Excerpts of pointing data:
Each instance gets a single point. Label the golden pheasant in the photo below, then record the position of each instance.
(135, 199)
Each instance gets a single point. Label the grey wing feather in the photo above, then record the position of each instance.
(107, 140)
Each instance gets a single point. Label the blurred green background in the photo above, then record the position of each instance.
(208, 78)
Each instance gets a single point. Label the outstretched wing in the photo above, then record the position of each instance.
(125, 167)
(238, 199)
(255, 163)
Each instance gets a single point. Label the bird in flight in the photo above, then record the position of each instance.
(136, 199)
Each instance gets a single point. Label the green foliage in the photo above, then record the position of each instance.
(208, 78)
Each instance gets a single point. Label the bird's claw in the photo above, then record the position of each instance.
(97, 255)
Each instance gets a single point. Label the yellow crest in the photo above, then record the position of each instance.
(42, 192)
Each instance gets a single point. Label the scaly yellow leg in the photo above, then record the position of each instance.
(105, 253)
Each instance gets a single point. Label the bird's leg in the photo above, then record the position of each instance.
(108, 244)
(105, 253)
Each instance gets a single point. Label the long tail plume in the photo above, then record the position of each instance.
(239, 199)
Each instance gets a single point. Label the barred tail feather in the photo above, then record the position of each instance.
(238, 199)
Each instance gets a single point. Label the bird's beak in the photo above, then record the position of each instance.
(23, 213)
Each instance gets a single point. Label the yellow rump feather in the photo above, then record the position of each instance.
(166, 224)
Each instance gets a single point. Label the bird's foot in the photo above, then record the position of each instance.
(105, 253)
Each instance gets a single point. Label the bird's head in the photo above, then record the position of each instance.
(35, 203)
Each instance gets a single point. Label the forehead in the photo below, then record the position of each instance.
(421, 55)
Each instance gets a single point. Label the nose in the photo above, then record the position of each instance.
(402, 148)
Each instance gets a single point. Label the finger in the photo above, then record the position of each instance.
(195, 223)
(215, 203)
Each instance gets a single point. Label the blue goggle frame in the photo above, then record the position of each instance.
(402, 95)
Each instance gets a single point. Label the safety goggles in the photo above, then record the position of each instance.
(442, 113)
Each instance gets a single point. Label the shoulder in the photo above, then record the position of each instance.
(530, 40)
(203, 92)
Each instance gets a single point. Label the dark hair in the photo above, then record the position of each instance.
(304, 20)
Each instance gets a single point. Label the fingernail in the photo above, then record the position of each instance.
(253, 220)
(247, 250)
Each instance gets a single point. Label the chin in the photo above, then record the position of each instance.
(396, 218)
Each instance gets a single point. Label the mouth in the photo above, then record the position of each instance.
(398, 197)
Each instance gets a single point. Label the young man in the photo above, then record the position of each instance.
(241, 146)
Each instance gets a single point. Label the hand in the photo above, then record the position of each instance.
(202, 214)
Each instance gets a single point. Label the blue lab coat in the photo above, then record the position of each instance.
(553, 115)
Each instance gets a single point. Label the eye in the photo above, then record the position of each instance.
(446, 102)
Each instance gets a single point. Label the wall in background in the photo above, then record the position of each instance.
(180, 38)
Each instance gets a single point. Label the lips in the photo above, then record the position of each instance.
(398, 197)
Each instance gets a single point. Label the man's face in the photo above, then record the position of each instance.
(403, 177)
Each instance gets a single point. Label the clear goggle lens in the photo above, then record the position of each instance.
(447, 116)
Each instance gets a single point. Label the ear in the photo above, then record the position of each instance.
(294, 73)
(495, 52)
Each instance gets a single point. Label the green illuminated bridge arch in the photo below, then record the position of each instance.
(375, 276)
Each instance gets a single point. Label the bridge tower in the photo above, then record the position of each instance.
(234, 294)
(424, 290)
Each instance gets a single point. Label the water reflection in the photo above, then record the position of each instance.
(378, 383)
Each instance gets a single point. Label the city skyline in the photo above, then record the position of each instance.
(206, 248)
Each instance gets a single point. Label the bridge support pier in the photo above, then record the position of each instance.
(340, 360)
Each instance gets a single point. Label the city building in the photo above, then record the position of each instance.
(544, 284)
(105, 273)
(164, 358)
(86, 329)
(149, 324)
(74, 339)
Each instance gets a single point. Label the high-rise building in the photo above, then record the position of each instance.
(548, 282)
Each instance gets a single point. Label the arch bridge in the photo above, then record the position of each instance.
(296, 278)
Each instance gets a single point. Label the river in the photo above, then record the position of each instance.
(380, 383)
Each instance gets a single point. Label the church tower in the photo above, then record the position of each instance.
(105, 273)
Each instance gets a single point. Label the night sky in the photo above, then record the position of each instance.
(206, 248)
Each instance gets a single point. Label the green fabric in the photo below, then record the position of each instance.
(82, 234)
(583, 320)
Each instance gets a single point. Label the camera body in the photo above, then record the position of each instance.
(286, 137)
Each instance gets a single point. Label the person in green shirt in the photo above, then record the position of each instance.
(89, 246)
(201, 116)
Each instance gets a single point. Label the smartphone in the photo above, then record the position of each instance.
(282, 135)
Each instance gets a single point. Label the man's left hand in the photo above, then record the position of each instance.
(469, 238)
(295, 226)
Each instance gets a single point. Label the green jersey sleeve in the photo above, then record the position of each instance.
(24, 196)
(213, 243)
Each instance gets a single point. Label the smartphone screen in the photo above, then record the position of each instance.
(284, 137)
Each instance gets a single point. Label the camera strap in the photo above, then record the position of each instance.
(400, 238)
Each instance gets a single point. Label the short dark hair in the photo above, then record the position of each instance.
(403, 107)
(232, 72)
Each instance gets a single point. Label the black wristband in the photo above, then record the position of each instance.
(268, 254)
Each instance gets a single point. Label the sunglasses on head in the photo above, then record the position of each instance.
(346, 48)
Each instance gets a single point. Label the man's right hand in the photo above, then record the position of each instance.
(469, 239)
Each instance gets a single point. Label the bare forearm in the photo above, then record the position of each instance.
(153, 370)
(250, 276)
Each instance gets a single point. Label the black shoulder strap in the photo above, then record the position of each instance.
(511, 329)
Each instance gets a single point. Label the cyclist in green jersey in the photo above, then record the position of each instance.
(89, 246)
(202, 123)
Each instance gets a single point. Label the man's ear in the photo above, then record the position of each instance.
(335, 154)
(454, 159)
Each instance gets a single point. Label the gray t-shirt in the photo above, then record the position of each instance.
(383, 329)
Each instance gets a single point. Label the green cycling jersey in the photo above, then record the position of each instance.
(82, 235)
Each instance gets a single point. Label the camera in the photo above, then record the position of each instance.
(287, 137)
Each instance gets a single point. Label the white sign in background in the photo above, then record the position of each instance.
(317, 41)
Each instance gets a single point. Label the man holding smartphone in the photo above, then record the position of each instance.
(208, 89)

- **SHORT PROBLEM**: Extract all of the data above without altering anything.

- **REPLY TO THE TASK**:
Each instance gets a single point. Label the golden pheasant in the photo below, then record the position of each instance.
(135, 199)
Each instance gets a single point. Label the grey wing feather in the photo above, then record the position of each instance.
(107, 140)
Each instance gets a single point. Label the blurred green background in the photo above, then record the position of each instance.
(208, 78)
Each instance gets a single point. Label the outstretched wing in the photo above, then record the position of each instance.
(125, 167)
(238, 199)
(255, 163)
Each instance gets a single point. Label the bird in flight in the photo above, then record the position of each instance.
(136, 199)
Each instance gets a single point. Label the green foliage in the photo above, then record the position of each instance.
(208, 78)
Each instance gets a single point. Label the bird's claw in the photo above, then record the position of each instance.
(97, 255)
Each instance gets a single point. Label the yellow crest in the photo above, then record the position of each instance.
(42, 192)
Each instance gets a single point. Label the scaly yellow leg in the photo above, then record the position of each instance.
(105, 253)
Each instance gets a single point. Label the bird's leg in the photo above, then record the position of each instance.
(108, 244)
(105, 253)
Each instance gets a single point. Label the long tail plume in the photo above, then record the position of each instance.
(239, 199)
Each instance gets a single point. Label the barred tail feather in the photo above, then record the position of each instance.
(238, 199)
Each instance gets a single point. Label the bird's beak in the photo above, then record the position of each instance.
(23, 213)
Each instance gets a single point. Label the yellow rump feather in the photo above, then record the position of each instance.
(166, 224)
Each instance gets a single point. Label the bird's foot in the photo above, then record the position of each instance.
(105, 253)
Each instance gets a single point. Label the bird's head in the photo above, then record the position of each instance.
(35, 203)
Each instance gets a single point. Label the forehead in the photo below, then record the position of each instance.
(421, 55)
Each instance gets a single point. Label the nose in the photo above, then record the position of each instance.
(402, 148)
Each instance gets a single point. Label the finger in the photo above, then record the position of each instance.
(195, 223)
(215, 203)
Each instance gets a single point. Label the blue goggle frame in the photo above, then record the position of each instance.
(402, 95)
Each instance gets a single point. Label the safety goggles in the photo above, then record the position of each instance.
(442, 113)
Each instance gets a single point. Label the shoulder in the photo above, then record the position of each instance.
(530, 40)
(203, 92)
Each instance gets a single point. Label the dark hair in the photo above, then record the position of each instance.
(304, 20)
Each instance gets a single point. Label the fingernail in the photo above, then record the position of each instance.
(253, 220)
(247, 250)
Each instance gets a single point. Label the chin in the photo above, then record the position of each instance.
(396, 218)
Each instance gets a single point. Label the mouth in the photo above, then record the position of each instance.
(398, 197)
Each instance gets a single point. Label the young man in the photo above, then record the position of each instance.
(241, 146)
Each instance gets a single point. Label the hand in the photo above, then record the position of each instance.
(202, 214)
Each instance gets a single point. Label the blue lab coat in the photo above, then record the position of each instance.
(553, 115)
Each instance gets a single point. Label the eye in the photo above, then record the position of each instance.
(446, 102)
Each instance gets a single point. Label the wall in background in the photo above, then record the position of each instance.
(180, 38)
Each instance gets a single point. Label the lips in the photo above, then record the position of each instance.
(398, 197)
Each instance gets a single point. Label the man's face in the photo above, then record the position of each instance.
(403, 177)
Each instance gets a single point. Label the clear goggle lens in the photo above, then record the position of each instance.
(447, 116)
Each instance gets a single point. Label the ear in the photo above, then record the position of each instance.
(294, 73)
(495, 52)
Each instance gets a single point. Label the green illuminated bridge arch in the photo below, then record the position of each instance.
(375, 276)
Each instance gets a single point. Label the bridge tower in the photo above, then record the position of each instance.
(234, 294)
(424, 290)
Each instance gets a single point. Label the water reflection in the photo above, then record the position of each instance.
(378, 383)
Each instance gets a single point. Label the city skyline in the photo above, then record the position of each instance.
(206, 248)
Each instance gets a single point. Label the bridge support pier in the photo above, then record the position of each instance.
(340, 360)
Each instance gets a single point. Label the city building in the photo above, then record the position of each instance.
(544, 284)
(105, 273)
(164, 358)
(86, 329)
(149, 324)
(74, 339)
Each instance gets a single point. Label the high-rise building in the photo above, then record the position of each instance.
(548, 282)
Each instance gets a single point. Label the arch bridge in the photo above, then record the position of each instance.
(296, 278)
Each instance gets a single point. Label the river in the photo above, then record the position of each instance.
(380, 383)
Each instance gets a single point. Label the church tower in the photo above, then record the position of each instance.
(105, 273)
Each instance gets a single point. Label the night sky in the photo above, then record the position of each instance.
(206, 248)
Each instance gets a single point. Label the green fabric in the photo below, then record the position of each instance.
(82, 234)
(583, 320)
Each instance gets a single point. Label the camera body in the photo above, then record the position of each instance.
(286, 137)
Each instance gets a single point. Label the person in green shirt in the photo above, then record the position of each instance.
(89, 246)
(201, 116)
Each instance gets a single point. Label the smartphone in the photo above, then record the position of each instance.
(282, 135)
Each instance gets a single point. Label the man's left hand in the photo above, then record the position of each instance.
(469, 238)
(295, 226)
Each instance gets a single point. Label the green jersey sleeve in the photo above, then record the position of each instance.
(24, 196)
(213, 243)
Each instance gets a single point. Label the smartphone screen in the photo above, then record the position of each instance.
(284, 137)
Each instance gets a single point. Label the camera strap in the photo above, then record the position of each instance.
(400, 238)
Each instance gets a single point. Label the short dark hair in the photo above, then record the position of each instance.
(403, 107)
(232, 72)
Each instance gets a single point. Label the black wristband in the photo above, then record the position of each instance.
(268, 254)
Each instance gets a single point. Label the sunglasses on head in the photo above, then record the position of each instance.
(346, 48)
Each instance gets a single point. Label the man's right hand in the photo above, then record the position of each instance.
(469, 239)
Each instance gets a single point. Label the bare forearm in the photo above, then record the position of each instance.
(153, 370)
(250, 276)
Each instance gets a single point. Label the black shoulder strap in the photo above, then record the position of each instance.
(511, 329)
Each instance gets a single point. Label the cyclist in green jersey in the photo above, then record the position of each instance.
(89, 246)
(202, 123)
Each instance gets a single point. Label the man's ear in the photo above, then record the position of each instance.
(335, 154)
(454, 159)
Each instance gets a single point. Label the gray t-shirt in the photo above, then record the position of each instance.
(383, 329)
Each instance gets a single point. Label the green cycling jersey in the photo above, then record the position of each instance.
(82, 235)
Each instance gets a single point. Label the camera in the photo above, then record the position of each instance.
(287, 137)
Each instance gets a single point. Label the white sign in background in the photo above, then record the position of each instance.
(317, 41)
Each instance gets a single point. Label the man holding smartphone in the photo above, then record the position of each instance.
(208, 89)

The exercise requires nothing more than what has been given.